Document section >>
↓
Diagnosing our datasets: How does my language model learn clinical information?
Journal:
arXiv
Published Date:
May 21, 2025
Abstract
Large language models (LLMs) have performed well across various clinical
natural language processing tasks, despite not being directly trained on
electronic health record (EHR) data. In this work, we examine how popular
open-source LLMs learn clinical information from large mined corpora through
two crucial but understudied lenses: (1) their interpretation of clinical
jargon, a foundational ability for understanding real-world clinical notes, and
(2) their responses to unsupported medical claims. For both use cases, we
investigate the frequency of relevant clinical information in their
corresponding pretraining corpora, the relationship between pretraining data
composition and model outputs, and the sources underlying this data. To isolate
clinical jargon understanding, we evaluate LLMs on a new dataset MedLingo.
↑
Task list >>
[1] Answer these questions about the abstract on how language models learn clinical information:
(a) On what date was it published?
(b) What are the two lenses through which the work examines how LLMs learn clinical information?
(c) What is the name of the new dataset used to evaluate clinical jargon understanding?
[2] Extend the abstract on how language models learn clinical information, picking up after its final sentence.

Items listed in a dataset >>
↓
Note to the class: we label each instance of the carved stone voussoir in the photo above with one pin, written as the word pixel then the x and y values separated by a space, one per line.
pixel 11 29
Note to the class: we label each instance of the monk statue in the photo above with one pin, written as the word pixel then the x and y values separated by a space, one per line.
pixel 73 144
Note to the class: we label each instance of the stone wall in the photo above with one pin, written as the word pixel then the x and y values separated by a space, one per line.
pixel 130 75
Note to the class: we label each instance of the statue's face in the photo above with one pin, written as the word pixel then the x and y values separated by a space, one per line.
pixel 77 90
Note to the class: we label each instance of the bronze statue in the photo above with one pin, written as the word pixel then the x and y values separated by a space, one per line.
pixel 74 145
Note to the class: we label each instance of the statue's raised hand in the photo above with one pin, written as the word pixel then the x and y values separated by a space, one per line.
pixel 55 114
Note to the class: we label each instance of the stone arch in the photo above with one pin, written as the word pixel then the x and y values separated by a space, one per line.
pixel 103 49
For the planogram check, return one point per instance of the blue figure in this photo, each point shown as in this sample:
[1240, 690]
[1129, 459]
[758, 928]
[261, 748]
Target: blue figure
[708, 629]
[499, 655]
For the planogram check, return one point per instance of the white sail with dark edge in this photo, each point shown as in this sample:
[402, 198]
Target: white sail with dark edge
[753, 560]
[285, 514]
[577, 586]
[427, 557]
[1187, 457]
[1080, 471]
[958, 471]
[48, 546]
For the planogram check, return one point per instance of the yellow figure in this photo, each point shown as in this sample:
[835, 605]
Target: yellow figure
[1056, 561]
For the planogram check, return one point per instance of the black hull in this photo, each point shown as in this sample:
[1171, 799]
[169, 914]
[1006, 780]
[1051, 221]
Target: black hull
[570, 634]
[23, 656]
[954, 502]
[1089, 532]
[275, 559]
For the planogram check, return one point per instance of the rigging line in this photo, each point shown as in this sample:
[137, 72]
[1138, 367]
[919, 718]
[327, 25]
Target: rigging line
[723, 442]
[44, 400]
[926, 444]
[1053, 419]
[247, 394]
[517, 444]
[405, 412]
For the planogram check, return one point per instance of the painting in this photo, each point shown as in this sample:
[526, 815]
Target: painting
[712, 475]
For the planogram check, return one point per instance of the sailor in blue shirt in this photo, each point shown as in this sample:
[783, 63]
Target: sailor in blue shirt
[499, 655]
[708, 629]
↑
Answers for each item >>
[1]
(a) May 21, 2025
(b) Their interpretation of clinical jargon, and their responses to unsupported medical claims
(c) MedLingo

[2]
Unsurprisingly, we find that the frequency of clinical jargon mentions across
major pretraining corpora correlates with model performance. However, jargon
frequently appearing in clinical notes often rarely appears in pretraining
corpora, revealing a mismatch between available data and real-world usage.
Similarly, we find that a non-negligible portion of documents support disputed
claims that can then be parroted by models. Finally, we classified and analyzed
the types of online sources in which clinical jargon and unsupported medical
claims appear, with implications for future dataset composition.